**Tasks for this exercise:**
1. Print the passage of the podcast excerpt starting with "In this episode" and going on through "is Steven Lebetkin?".
2. In the podcast excerpt, where did Steven Lebetkin go almost every weekend as a young teenager?
3. According to the podcast excerpt, why did Steven Lebetkin travel to the library for years?

[BEGIN Excerpt to read]

In this episode of The New Music Industry Podcast, I talk to composer Steven Lebetkin, who shares about his forthcoming release, Perpetuum Immobile, New Age Chamber Music and his specific way of approaching composition.

Podcast Highlights:

  • 00:14 – Introductions
  • 00:23 – Who is Steven Lebetkin?
  • 02:23 – Perpetuum Immobile
  • 05:29 – What is New Age Chamber Music?
  • 10:11 – Is it costlier to work with real instruments and musicians?
  • 12:30 – Who are you influenced by?
  • 17:33 – Is there a specific way you approach composition and making music?
  • 22:24 – Is there a specific message you’re looking to share with your audience through your music?
  • 27:32 – What are your plans moving forward?
  • 29:23 – Is there anything else I should have asked?

Transcription:

David Andrew Wiebe: Today, I’m chatting with composer, speaker, and thought leader, Steven Lebetkin. How are you today, Steve?

Steven Lebetkin: I’m great. How are you today, David?

D.A.: Great. Thank you so much for asking. So, for those who don’t know, why don’t you paint us a picture of who you are and what you do?

Steven: Okay. Well, I’m a composer. I’ve been doing this for quite a long time. I started out in my young teenage years taking composition lessons and studying classical music, and going pretty much every weekend to Lincoln Center in New York at the Library of Performing Arts as a 13, 14-year-old young boy adolescent.

I just traveled to the library for years learning music, listening to vinyl — yes, those were the days of vinyl — and studying scores.

[END Excerpt to read]
[BEGIN Dataset content]

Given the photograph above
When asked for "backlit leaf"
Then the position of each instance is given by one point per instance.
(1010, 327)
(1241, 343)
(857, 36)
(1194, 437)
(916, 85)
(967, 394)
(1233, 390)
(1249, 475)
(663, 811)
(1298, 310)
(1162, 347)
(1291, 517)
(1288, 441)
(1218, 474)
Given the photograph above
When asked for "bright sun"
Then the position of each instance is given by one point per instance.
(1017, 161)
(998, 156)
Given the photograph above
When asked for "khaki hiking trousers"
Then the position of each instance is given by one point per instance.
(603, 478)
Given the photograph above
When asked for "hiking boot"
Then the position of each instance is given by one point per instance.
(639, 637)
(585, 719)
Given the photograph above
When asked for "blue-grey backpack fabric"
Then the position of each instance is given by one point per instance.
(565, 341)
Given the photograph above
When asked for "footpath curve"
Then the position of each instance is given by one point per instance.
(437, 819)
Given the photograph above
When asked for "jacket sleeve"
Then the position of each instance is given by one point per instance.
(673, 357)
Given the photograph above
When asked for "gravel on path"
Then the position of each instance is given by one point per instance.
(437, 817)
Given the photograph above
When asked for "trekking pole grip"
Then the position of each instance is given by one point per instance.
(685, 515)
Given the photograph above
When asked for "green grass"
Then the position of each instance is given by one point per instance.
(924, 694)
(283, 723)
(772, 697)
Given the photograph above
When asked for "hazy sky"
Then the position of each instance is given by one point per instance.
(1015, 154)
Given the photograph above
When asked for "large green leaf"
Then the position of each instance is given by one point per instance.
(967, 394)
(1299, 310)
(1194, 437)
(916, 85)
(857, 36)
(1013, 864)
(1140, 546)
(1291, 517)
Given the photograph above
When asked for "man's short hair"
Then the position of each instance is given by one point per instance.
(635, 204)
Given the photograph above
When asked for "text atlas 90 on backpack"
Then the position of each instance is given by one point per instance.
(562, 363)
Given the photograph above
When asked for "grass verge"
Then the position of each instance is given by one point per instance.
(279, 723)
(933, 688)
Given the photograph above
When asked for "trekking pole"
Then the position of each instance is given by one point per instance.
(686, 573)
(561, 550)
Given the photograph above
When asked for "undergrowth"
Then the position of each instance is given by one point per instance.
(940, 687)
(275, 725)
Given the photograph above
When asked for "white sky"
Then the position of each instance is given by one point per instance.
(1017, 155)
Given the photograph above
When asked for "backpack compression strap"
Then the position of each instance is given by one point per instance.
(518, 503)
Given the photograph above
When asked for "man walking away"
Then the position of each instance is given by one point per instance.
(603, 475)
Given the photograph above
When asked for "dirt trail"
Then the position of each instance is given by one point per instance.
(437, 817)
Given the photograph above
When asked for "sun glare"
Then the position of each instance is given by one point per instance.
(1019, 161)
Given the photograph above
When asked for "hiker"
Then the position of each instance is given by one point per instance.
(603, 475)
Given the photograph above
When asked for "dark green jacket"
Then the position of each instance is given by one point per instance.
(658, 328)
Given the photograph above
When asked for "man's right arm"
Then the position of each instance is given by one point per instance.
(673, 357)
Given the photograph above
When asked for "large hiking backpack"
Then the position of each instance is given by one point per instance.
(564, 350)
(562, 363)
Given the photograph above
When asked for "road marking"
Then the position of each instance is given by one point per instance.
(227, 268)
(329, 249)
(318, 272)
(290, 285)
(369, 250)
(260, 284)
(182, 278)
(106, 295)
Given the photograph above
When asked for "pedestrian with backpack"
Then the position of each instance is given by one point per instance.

[END Dataset content]

**Task answers:**
1.
In this episode of The New Music Industry Podcast, I talk to composer Steven Lebetkin, who shares about his forthcoming release, Perpetuum Immobile, New Age Chamber Music and his specific way of approaching composition.

Podcast Highlights:

  • 00:14 – Introductions
  • 00:23 – Who is Steven Lebetkin?

2. He went to Lincoln Center in New York, at the Library of Performing Arts.

3. He went there to learn music. He listened to vinyl records and studied scores.